EXCERPTED PASSAGE:
--*--

The dissolution of authorship is intrinsic to the act of translation. Far from being mechanical vessels for the words of another, translators invariably leave a phantom imprint of themselves upon a piece of writing. They are the invisible co-authors of a text, the ghost writers who flit across linguistic frontiers, flirting with multiple literary identities. It seems unsurprising, then, that the most elusive of Portuguese modernist poets, the godfather of urban melancholia and man of many selves, Fernando Pessoa, should have worked as a translator for much of his life.
Pessoa’s writing spans countless styles and modes, but perhaps his most famous innovation lies in his use of ‘heteronyms,’ the multiple literary identities under which he wrote. Centred around the core triumvirate of Alberto Caeiro, Ricardo Reis, and Álvaro de Campos, Pessoa’s heteronyms continue to be discovered today, with over 130 currently known to us. Some of the heteronyms are even characterized by linguistic divisions, such as Alexander Search who wrote uniquely in English. As Pessoa scholar Darlene Sadlier points out, Pessoa’s splintering of authorship was in a sense symptomatic of the “general crisis of subjectivity in nineteenth and twentieth-century philosophy,” suggesting that the self is something to be created rather than preordained, and, therefore, that it can contain multitudes.

--*--

RECORDS PROVIDED:
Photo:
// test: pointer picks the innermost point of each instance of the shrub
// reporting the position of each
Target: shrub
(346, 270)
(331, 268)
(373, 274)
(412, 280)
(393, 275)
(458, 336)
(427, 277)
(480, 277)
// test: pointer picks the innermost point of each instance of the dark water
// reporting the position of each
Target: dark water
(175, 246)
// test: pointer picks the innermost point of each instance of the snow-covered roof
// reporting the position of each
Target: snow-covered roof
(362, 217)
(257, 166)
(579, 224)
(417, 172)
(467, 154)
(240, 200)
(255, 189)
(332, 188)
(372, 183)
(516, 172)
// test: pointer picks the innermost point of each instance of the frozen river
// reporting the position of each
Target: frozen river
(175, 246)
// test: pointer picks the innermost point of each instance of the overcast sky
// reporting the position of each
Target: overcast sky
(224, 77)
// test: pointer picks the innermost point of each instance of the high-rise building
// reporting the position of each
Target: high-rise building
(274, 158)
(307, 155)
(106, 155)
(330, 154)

--*--

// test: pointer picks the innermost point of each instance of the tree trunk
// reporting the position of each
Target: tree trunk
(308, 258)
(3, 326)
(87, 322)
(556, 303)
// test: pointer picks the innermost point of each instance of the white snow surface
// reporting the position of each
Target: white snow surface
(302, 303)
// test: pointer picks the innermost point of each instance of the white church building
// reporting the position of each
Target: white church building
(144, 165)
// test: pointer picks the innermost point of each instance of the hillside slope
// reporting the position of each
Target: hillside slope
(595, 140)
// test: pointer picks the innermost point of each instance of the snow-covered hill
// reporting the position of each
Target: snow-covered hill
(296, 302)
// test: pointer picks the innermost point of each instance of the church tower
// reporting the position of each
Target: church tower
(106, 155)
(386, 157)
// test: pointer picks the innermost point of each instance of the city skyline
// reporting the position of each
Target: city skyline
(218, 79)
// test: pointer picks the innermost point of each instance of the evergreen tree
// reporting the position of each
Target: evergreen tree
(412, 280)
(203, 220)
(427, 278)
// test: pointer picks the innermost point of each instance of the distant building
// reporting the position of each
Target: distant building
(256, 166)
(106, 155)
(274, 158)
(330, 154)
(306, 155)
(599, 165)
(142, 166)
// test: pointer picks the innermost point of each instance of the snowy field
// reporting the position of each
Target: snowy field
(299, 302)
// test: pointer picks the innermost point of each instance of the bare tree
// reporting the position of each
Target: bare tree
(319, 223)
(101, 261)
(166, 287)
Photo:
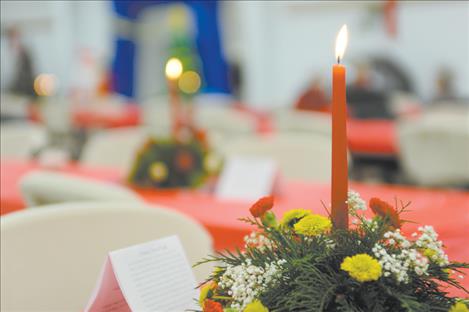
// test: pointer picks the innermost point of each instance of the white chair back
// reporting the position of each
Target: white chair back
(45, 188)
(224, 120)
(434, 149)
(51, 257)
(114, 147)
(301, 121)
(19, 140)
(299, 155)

--*--

SET OF TASKS:
(a) Answer these questions about the Pessoa passage, one line each:
(i) In what language did Alexander Search write?
(ii) How many of Pessoa's heteronyms are currently known?
(iii) What did Pessoa work as for much of his life?
(b) Copy the Pessoa passage from "The dissolution of" to "of his life.", substituting "shadow writers" for "ghost writers".
(c) Decide whether each statement agrees with the Pessoa passage, answering yes or no and quoting the words that settle it:
(i) Ricardo Reis is one of the core triumvirate of heteronyms.
(ii) Translators are described as mechanical vessels for the words of another.
(iii) The self is presented as something preordained.

RESPONSES FOR EACH TASK:
(a)
(i) English, uniquely.
(ii) Over 130.
(iii) A translator.

(b)
The dissolution of authorship is intrinsic to the act of translation. Far from being mechanical vessels for the words of another, translators invariably leave a phantom imprint of themselves upon a piece of writing. They are the invisible co-authors of a text, the shadow writers who flit across linguistic frontiers, flirting with multiple literary identities. It seems unsurprising, then, that the most elusive of Portuguese modernist poets, the godfather of urban melancholia and man of many selves, Fernando Pessoa, should have worked as a translator for much of his life.

(c)
(i) Yes: "Centred around the core triumvirate of Alberto Caeiro, Ricardo Reis, and Álvaro de Campos"
(ii) No: "Far from being mechanical vessels for the words of another"
(iii) No: "the self is something to be created rather than preordained"